_ASSIGNMENT_
Pictures do not belong in the copy, so please give every entry below again exactly.

_DATA RECORDS_
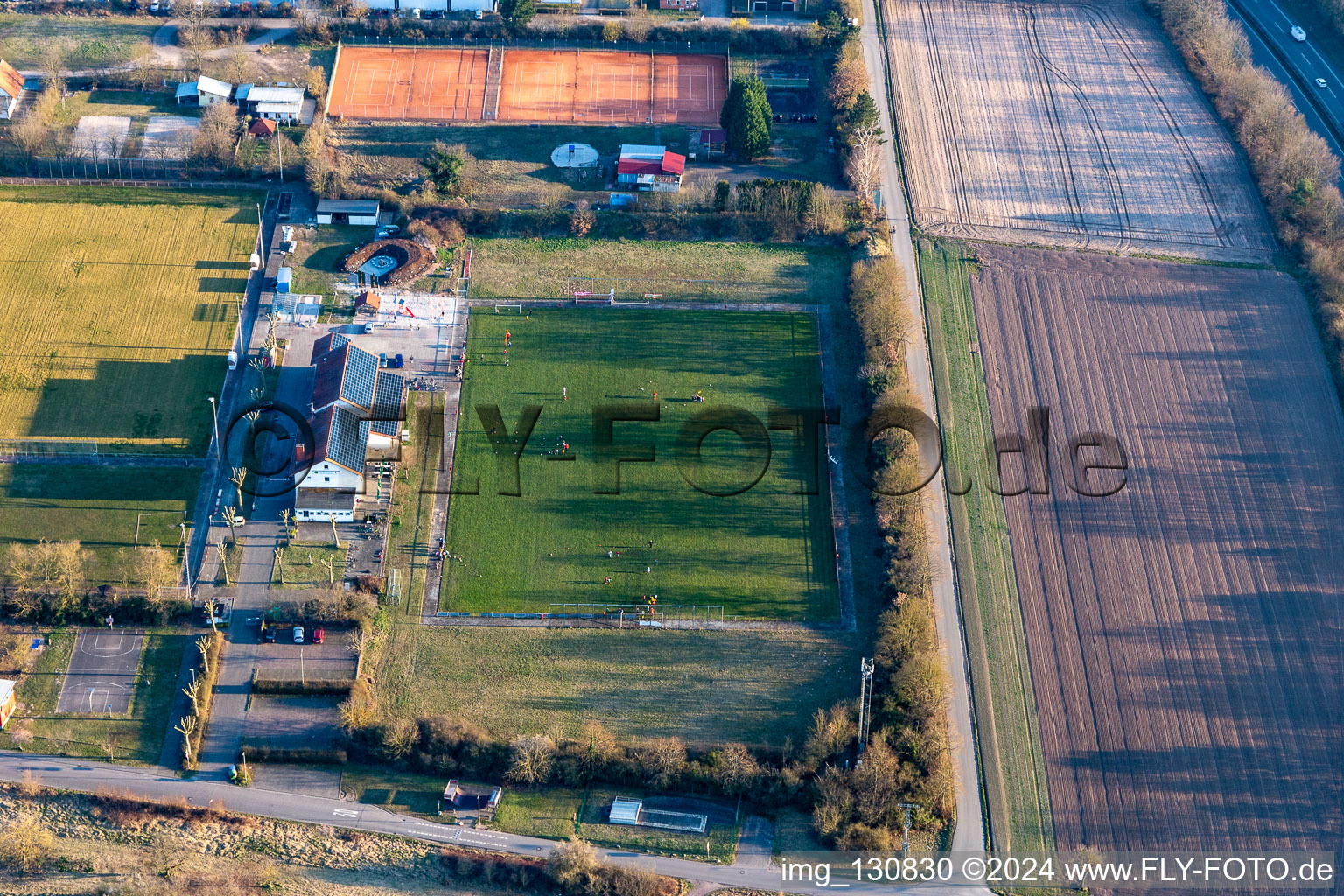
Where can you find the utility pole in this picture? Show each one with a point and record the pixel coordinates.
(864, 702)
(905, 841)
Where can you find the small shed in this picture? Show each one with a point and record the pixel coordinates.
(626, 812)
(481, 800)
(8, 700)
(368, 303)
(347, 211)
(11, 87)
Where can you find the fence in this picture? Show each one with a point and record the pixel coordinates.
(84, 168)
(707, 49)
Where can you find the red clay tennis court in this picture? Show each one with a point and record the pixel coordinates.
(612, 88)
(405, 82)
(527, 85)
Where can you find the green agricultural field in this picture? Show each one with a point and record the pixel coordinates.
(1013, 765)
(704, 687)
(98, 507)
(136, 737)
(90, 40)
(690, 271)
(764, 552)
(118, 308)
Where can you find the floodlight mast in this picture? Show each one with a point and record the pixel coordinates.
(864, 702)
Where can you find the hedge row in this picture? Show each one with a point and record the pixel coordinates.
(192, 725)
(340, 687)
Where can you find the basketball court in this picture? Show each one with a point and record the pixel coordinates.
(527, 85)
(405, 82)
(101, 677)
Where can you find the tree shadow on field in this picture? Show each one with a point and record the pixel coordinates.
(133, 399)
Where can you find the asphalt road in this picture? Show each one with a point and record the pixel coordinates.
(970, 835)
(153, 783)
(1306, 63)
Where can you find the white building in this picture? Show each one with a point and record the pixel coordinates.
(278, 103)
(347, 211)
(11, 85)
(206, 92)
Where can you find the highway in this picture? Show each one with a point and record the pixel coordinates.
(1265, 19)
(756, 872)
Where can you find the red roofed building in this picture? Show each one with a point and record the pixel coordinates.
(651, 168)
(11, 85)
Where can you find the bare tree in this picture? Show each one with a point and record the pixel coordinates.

_ANSWER SPACE_
Where can you find the utility pole in this picture? Show each one with a point and record the pixel coordinates.
(864, 702)
(905, 841)
Where can you find the small shed in this picture? Show each one with a point and record the pixel coordinates.
(626, 812)
(481, 800)
(8, 700)
(368, 303)
(347, 211)
(11, 87)
Where can you find the fence in this picture? Show each one with a point and record the pixel coordinates.
(84, 168)
(707, 49)
Where can you find the red clay tennis court in this picture? Show each one with a point and record the pixel coordinates.
(612, 88)
(405, 82)
(527, 85)
Where can you find the green agricultural field in this picture? Show each one with a point and record the pixel coordinates.
(1013, 765)
(704, 687)
(98, 507)
(136, 737)
(90, 40)
(690, 271)
(764, 552)
(118, 308)
Where can you find the floodlight mast in this picture? Show each one with a point and record the pixel coordinates.
(864, 702)
Where can you find the hedge row in this picture? Show each one with a point and record the pixel coordinates.
(192, 725)
(340, 687)
Where can you find the basketball court in this picture? Show each one with a point and record the pixel coordinates.
(527, 85)
(405, 82)
(101, 677)
Where can you find the tree shadow on field in this picture? Show each one with a point and record the pixel coordinates.
(133, 399)
Where can you find the asphalt road in this picture? Show each one with a point and record the pixel coordinates.
(970, 835)
(153, 783)
(1306, 63)
Where can you find the white building in this picture? Show each one with a point and record the pixel coordinates.
(278, 103)
(347, 211)
(11, 85)
(206, 92)
Where can you find the highway in this picture? Show each one with a point and record the pixel coordinates.
(1265, 19)
(756, 872)
Where can you find the red roofed building in this picture? Show each one with a point and record the pixel coordinates.
(651, 168)
(11, 85)
Where can you find the bare tree in this picture? Show each one with a point and record the pixel coordinates.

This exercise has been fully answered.